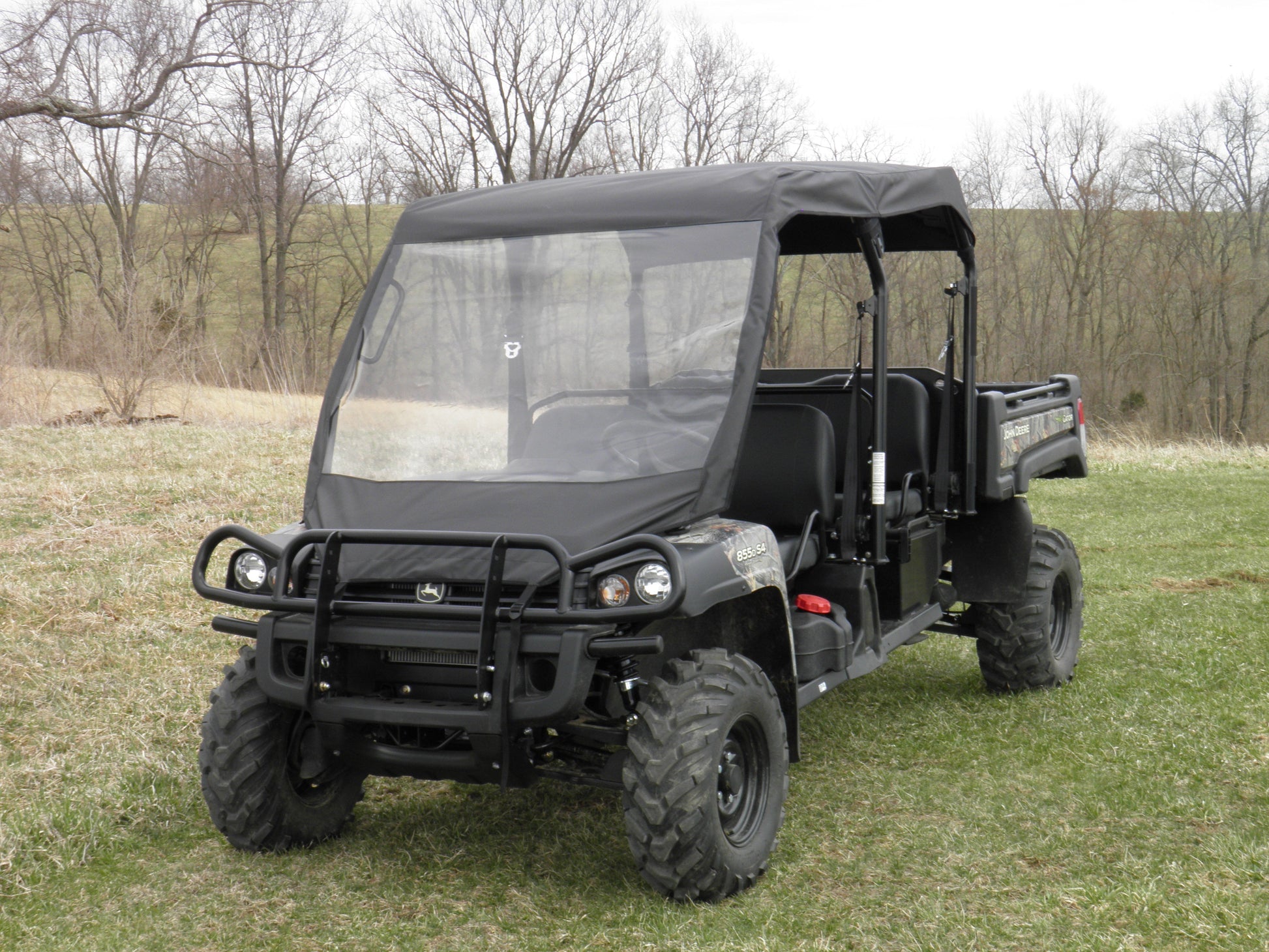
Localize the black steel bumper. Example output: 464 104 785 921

····················

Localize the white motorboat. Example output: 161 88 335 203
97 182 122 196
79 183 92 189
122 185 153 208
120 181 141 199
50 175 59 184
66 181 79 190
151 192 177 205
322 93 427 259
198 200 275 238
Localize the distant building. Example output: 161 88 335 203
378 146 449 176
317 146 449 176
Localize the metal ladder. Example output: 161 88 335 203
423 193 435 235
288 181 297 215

····················

「Localize the white」を含む行から「288 181 297 215」を含む行まで（両端を含む）を、列名を「依頼」と「回答」とする2列のCSVの形に整えなさい。依頼1件につき1行とし、それぞれの文字列は改行を空白に置き換えたうえで、引用符で囲んだ1つのフィールドに収めること。

依頼,回答
"Localize the white motorboat. Example output: 161 88 335 203","97 182 122 196 79 183 92 189 122 185 153 208 120 181 141 199 50 175 59 184 66 181 79 190 151 192 177 205 322 93 427 259 198 200 275 238"
"Localize the distant building. Example output: 161 88 335 203","378 146 449 176 317 146 449 176"
"Localize the metal ladder. Example output: 161 88 335 203","423 193 435 235 288 181 297 215"